(Data extracts Opens)

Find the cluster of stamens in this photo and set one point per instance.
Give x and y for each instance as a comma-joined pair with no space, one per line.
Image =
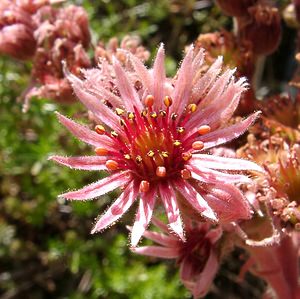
154,144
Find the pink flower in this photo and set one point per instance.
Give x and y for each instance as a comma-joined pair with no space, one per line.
197,257
156,141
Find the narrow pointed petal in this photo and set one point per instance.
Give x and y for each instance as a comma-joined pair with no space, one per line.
128,93
228,202
157,251
101,111
118,208
207,79
143,216
183,85
142,72
195,199
216,162
162,239
100,187
83,163
168,198
85,134
159,77
210,176
224,135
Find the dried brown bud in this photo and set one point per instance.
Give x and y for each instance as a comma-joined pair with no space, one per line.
236,8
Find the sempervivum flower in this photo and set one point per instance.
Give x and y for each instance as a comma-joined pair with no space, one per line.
198,257
155,140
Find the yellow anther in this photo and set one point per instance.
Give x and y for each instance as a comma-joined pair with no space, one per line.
180,129
192,107
100,129
144,186
131,115
119,111
186,156
114,134
168,101
165,154
149,100
138,159
161,171
176,143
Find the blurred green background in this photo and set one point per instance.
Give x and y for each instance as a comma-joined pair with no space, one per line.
46,250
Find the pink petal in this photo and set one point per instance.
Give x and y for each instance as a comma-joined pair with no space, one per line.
157,251
205,279
208,78
162,239
84,163
142,72
182,91
226,134
228,202
159,77
100,187
85,134
128,93
118,208
216,162
195,199
168,198
210,176
143,216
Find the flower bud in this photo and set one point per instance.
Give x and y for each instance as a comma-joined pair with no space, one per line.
236,8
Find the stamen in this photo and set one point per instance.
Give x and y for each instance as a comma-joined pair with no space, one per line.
114,134
100,151
186,156
144,186
176,143
192,108
204,129
150,154
112,165
100,129
180,129
161,171
168,101
198,145
149,100
119,111
185,174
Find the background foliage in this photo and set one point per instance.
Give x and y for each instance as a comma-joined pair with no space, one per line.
46,250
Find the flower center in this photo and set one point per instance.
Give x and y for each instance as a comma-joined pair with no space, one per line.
153,144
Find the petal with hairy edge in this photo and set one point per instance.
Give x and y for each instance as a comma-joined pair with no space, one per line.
157,251
143,216
84,163
195,199
142,72
210,176
206,80
128,93
168,198
159,77
205,279
228,202
182,91
85,134
216,162
118,208
162,239
100,187
221,136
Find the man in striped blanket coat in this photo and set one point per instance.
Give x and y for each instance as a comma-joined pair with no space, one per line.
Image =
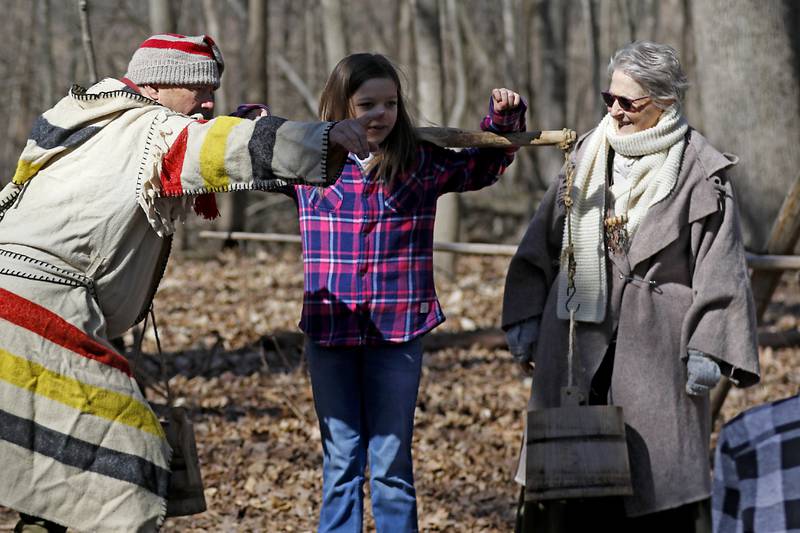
85,229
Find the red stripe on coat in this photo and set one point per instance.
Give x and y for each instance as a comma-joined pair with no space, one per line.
172,165
52,327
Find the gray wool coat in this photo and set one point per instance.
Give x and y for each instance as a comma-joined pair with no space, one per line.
689,245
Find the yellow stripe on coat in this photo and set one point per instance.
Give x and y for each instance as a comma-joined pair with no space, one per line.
212,153
81,396
25,171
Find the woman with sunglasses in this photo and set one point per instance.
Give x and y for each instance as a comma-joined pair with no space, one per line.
661,294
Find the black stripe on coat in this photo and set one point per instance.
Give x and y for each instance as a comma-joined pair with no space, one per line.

(Data extracts Closes)

# Your goal:
Leave the pictures aside and give every entry above again word for word.

# Exercise response:
Find the cluster of stamens in this photo and set one point per instance.
Give x and y for each instance as a comma-joined pair with no space, one per line.
Image =
154,144
Find the pink flower in this photo and set one point per instance.
Give x and y for each instance as a comma-joined pair with no space, one per line.
197,257
156,141
Find the narrow pointed petal in this photo and set one point per instance.
Give x and y for each instance as a comma-joined pair with no space, one per line.
128,93
228,202
157,251
101,111
118,208
207,79
143,216
183,85
142,72
195,199
216,162
162,239
100,187
83,163
168,198
85,134
159,77
210,176
224,135
Find the dried brown bud in this photo and set one point per instance.
Give x and y for each instance as a comma-joined pair with no space, one per line.
236,8
Find the sempervivum flower in this photo and set one point per instance.
Give x and y for each instance as a comma-joined pair with no space, one per line.
198,257
155,140
Find the yellow anther in this photo and set one point per instance.
Give x and y for each instance as a comma-joined pair with no space, one per line.
180,129
192,107
100,129
144,186
131,115
119,111
186,156
114,134
168,101
165,154
149,100
138,159
161,171
176,143
Find the blurred green background in this photo and set one point per instance.
Give x and y for each instance as a comma-joined pair with no space, one per line.
46,250
Find the pink petal in this photo and set one point per instance.
Give x and y for each instance as a comma-joined pair with no space, one per line.
157,251
205,279
208,78
162,239
84,163
142,72
182,91
226,134
228,202
159,77
100,187
85,134
128,93
118,208
216,162
195,199
168,198
210,176
143,216
Find the flower bud in this photo and set one point per instance.
Give x and y for each instance as a comma-joined pair with no space, one per line.
236,8
Find the stamen in this photo and set one point per instance.
Give x and y for each instance as a comma-joined pair with no space, one per line.
114,134
100,151
186,156
144,186
176,143
192,108
204,129
150,154
112,165
100,129
180,129
161,171
168,101
198,145
149,100
119,111
185,174
Find the background foliage in this photo and set one point per instance.
Give x and y for each instance as a comma-joined pair with no space, one per line.
46,250
Find the flower center in this photo and set one point per instance.
Give x and y for each instance as a comma-joined pair with no space, one per line.
153,144
Find the petal with hairy edge in this photo and set one point per instance.
Give x and y for each instance as a comma-joined pair with no space, one per line.
157,251
143,216
84,163
195,199
142,72
210,176
206,80
128,93
168,198
159,77
205,279
228,202
182,91
85,134
216,162
118,208
162,239
100,187
221,136
Find the man in striped blanket coat in this photo and set one point per instance.
Give x and y for each instance as a comma-joined pair with no space, one per line.
Image =
85,229
Find the red stripe on coat in this photo and set one point per instance.
Give x and y for each instance as a comma-joined pair with no space, one per line.
172,165
52,327
Find the gray wool coat in this photo and set one point per instance.
Give x and y for each instance as a comma-joined pair with no space, one per line.
689,245
Find the yellow stripe on coat in this photo and set one point per instance.
Give x and y for each instance as a comma-joined pair with no space, one per line.
212,153
81,396
25,171
Find the woman with sunglasses in this photo and set one point per instance.
Give x and y for each instance as a comma-joined pair with no space, one per line.
661,294
Find the black stripe on coat in this photo and set one point per instance.
Give x and y for each instance as a comma-joined pair with no space, one per line.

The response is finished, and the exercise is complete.